• [TASK DIRECTIONS]: Count the rows below that contain the string "muskrat". Reply with the number alone.

• [DATA EXTRACT]:
────────────────────────────────────────
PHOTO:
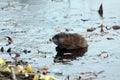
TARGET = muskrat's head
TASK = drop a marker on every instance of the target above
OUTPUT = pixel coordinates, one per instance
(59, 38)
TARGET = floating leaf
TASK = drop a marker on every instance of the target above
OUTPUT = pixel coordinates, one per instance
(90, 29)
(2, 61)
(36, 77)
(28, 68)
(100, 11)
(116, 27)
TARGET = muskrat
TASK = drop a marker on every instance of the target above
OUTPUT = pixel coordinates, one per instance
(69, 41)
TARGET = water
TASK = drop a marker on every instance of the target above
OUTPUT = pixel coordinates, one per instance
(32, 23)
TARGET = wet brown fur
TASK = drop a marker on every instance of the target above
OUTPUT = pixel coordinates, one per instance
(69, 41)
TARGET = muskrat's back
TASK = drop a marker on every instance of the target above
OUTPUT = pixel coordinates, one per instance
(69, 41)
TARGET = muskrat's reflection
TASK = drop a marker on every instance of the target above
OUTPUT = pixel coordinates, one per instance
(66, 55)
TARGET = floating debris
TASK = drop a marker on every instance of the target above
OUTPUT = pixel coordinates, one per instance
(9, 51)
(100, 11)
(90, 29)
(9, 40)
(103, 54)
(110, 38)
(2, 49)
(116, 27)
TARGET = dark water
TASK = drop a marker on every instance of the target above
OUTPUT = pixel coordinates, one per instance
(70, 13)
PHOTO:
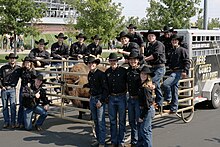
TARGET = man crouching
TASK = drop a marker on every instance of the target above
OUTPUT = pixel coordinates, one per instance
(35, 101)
────────────────────────────────────────
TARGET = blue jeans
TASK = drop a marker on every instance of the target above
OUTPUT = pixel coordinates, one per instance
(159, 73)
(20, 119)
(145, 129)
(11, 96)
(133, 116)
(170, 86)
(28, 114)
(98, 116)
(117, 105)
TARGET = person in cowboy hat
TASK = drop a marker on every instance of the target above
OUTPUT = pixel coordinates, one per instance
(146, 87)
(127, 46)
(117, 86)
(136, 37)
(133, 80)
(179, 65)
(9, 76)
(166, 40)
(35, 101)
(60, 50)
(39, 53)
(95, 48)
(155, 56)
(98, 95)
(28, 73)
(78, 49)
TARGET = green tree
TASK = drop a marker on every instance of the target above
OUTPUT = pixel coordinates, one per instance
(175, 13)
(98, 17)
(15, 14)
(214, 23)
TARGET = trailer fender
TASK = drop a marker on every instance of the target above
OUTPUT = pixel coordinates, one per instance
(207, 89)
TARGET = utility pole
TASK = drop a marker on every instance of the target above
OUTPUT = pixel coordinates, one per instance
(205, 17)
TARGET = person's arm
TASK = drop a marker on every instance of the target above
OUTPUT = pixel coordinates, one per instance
────────────────────────────────────────
• [TASK SOLUTION]: 4